---- Stored records

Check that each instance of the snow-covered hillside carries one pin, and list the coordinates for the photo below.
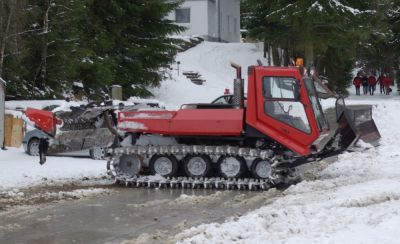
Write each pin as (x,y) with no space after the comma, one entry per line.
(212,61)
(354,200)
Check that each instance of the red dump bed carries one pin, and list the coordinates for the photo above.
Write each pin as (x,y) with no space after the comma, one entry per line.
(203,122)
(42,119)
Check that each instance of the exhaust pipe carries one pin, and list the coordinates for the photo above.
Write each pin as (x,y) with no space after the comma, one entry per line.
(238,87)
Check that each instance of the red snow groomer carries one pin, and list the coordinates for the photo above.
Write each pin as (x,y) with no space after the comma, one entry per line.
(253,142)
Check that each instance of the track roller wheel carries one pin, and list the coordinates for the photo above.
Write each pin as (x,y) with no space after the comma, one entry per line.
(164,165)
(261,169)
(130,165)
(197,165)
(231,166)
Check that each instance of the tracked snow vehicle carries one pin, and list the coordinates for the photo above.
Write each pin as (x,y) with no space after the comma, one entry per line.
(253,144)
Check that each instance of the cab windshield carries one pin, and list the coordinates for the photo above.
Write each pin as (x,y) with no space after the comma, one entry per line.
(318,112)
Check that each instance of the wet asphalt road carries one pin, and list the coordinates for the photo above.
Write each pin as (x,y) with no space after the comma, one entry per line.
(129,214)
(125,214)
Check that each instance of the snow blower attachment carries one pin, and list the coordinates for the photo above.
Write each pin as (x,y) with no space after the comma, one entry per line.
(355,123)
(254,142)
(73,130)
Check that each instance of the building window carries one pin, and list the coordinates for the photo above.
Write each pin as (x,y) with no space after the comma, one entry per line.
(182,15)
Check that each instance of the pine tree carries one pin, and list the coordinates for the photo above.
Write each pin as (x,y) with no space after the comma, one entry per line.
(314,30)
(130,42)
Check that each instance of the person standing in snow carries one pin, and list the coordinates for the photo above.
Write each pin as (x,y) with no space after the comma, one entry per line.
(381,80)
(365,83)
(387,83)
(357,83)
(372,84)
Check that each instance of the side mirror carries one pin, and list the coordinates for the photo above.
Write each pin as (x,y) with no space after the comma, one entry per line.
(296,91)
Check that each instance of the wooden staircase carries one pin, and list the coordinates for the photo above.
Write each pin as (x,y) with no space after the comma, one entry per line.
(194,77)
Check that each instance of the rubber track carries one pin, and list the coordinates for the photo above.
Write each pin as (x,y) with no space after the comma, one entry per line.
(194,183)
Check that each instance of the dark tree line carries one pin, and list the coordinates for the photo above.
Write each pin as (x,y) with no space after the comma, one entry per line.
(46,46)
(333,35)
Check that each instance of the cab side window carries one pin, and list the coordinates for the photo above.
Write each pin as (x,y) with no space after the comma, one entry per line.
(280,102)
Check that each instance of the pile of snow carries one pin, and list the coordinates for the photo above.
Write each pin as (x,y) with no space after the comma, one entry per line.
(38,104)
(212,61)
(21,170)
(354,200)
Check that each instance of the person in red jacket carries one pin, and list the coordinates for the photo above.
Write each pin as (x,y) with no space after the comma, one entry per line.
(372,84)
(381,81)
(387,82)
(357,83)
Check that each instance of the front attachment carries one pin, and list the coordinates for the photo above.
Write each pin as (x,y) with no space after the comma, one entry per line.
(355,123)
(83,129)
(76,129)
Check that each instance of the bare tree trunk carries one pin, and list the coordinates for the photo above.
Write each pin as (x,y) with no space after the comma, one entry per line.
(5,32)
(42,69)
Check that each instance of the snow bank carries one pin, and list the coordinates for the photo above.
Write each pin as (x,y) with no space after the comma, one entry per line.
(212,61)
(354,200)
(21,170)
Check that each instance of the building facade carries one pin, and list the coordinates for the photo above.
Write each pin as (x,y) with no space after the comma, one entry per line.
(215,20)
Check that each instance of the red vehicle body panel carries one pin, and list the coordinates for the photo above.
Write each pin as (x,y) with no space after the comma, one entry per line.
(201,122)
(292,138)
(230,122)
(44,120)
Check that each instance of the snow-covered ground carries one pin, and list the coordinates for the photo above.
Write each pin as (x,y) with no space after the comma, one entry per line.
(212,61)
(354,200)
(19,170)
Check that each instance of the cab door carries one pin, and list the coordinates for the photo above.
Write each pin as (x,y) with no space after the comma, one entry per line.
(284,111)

--------
---- Stored records

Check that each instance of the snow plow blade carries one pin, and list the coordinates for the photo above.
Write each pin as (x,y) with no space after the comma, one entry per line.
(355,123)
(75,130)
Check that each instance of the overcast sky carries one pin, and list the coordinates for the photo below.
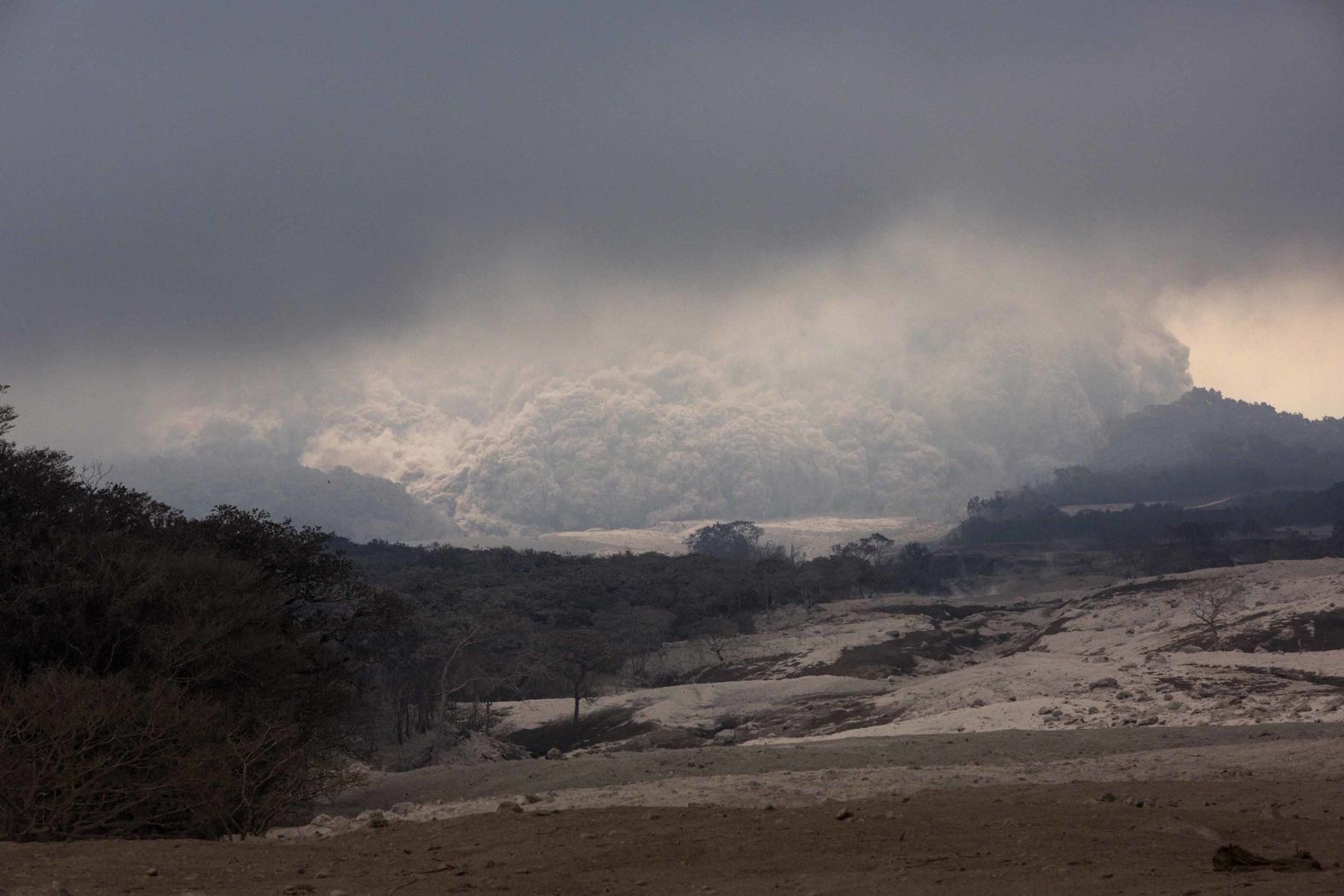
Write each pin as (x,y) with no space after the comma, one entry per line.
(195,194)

--------

**What the task requires**. Return each line of the data above that contains the word "window", reproducing every such line in full and in its original order.

**Completed exercise**.
Check that each instance of the building window carries one pin, and list the coordinates for the photo above.
Check that each instance of the cab side window carries one pin, and list the coordinates for the photo above.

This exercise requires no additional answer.